__WORK TO COMPLETE__
Find every line in the listing below that contains the string "white", matching case exactly, and copy each of those lines.

__INPUT ROWS__
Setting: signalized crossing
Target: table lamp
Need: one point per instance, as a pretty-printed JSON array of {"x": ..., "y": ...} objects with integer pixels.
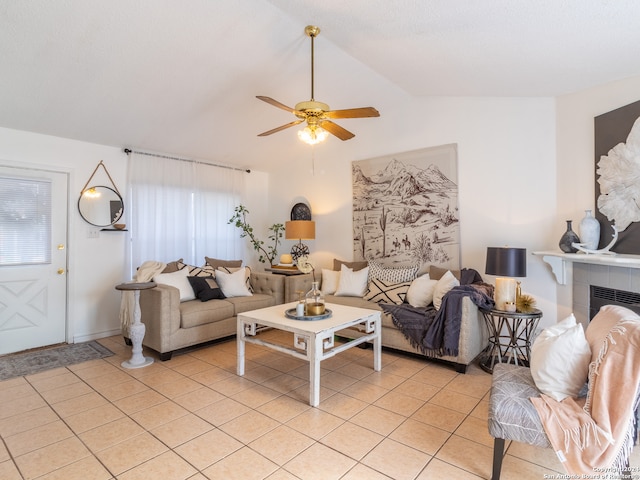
[
  {"x": 299, "y": 230},
  {"x": 506, "y": 263}
]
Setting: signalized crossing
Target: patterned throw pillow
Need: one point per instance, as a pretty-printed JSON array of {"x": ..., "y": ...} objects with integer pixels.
[
  {"x": 177, "y": 279},
  {"x": 215, "y": 263},
  {"x": 385, "y": 292},
  {"x": 392, "y": 274},
  {"x": 205, "y": 271},
  {"x": 205, "y": 288}
]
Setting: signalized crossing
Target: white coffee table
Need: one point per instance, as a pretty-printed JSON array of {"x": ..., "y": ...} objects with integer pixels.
[{"x": 313, "y": 340}]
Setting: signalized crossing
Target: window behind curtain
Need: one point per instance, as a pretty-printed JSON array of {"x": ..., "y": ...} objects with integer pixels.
[{"x": 180, "y": 209}]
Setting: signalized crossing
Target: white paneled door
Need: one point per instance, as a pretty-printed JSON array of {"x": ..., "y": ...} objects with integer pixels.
[{"x": 33, "y": 258}]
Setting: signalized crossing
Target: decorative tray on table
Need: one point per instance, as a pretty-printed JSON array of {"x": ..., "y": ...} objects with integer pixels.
[{"x": 291, "y": 313}]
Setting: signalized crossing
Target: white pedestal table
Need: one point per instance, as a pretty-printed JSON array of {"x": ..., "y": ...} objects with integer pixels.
[{"x": 313, "y": 340}]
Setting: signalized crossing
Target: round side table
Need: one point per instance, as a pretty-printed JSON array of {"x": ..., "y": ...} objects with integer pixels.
[
  {"x": 136, "y": 327},
  {"x": 510, "y": 337}
]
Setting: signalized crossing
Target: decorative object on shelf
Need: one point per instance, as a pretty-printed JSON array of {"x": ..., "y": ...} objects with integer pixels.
[
  {"x": 314, "y": 301},
  {"x": 100, "y": 205},
  {"x": 589, "y": 231},
  {"x": 300, "y": 211},
  {"x": 525, "y": 304},
  {"x": 602, "y": 251},
  {"x": 300, "y": 230},
  {"x": 507, "y": 263},
  {"x": 269, "y": 254},
  {"x": 568, "y": 239}
]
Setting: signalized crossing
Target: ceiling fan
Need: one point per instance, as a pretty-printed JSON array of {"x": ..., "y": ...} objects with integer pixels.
[{"x": 318, "y": 115}]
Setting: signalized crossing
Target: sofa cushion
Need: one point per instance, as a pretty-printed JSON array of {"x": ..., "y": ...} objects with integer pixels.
[
  {"x": 436, "y": 272},
  {"x": 195, "y": 312},
  {"x": 352, "y": 284},
  {"x": 194, "y": 271},
  {"x": 173, "y": 266},
  {"x": 215, "y": 263},
  {"x": 330, "y": 281},
  {"x": 446, "y": 283},
  {"x": 420, "y": 293},
  {"x": 179, "y": 280},
  {"x": 255, "y": 301},
  {"x": 234, "y": 284},
  {"x": 205, "y": 288},
  {"x": 337, "y": 265},
  {"x": 386, "y": 292},
  {"x": 560, "y": 359},
  {"x": 247, "y": 274},
  {"x": 395, "y": 274}
]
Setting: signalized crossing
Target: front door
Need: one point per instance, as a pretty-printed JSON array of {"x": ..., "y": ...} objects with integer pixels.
[{"x": 33, "y": 258}]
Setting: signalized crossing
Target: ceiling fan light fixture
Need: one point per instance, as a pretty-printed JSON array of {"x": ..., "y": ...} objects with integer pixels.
[{"x": 312, "y": 134}]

__WRITTEN RESPONSE__
Target: white coffee table
Target: white paneled door
Target: white pedestal table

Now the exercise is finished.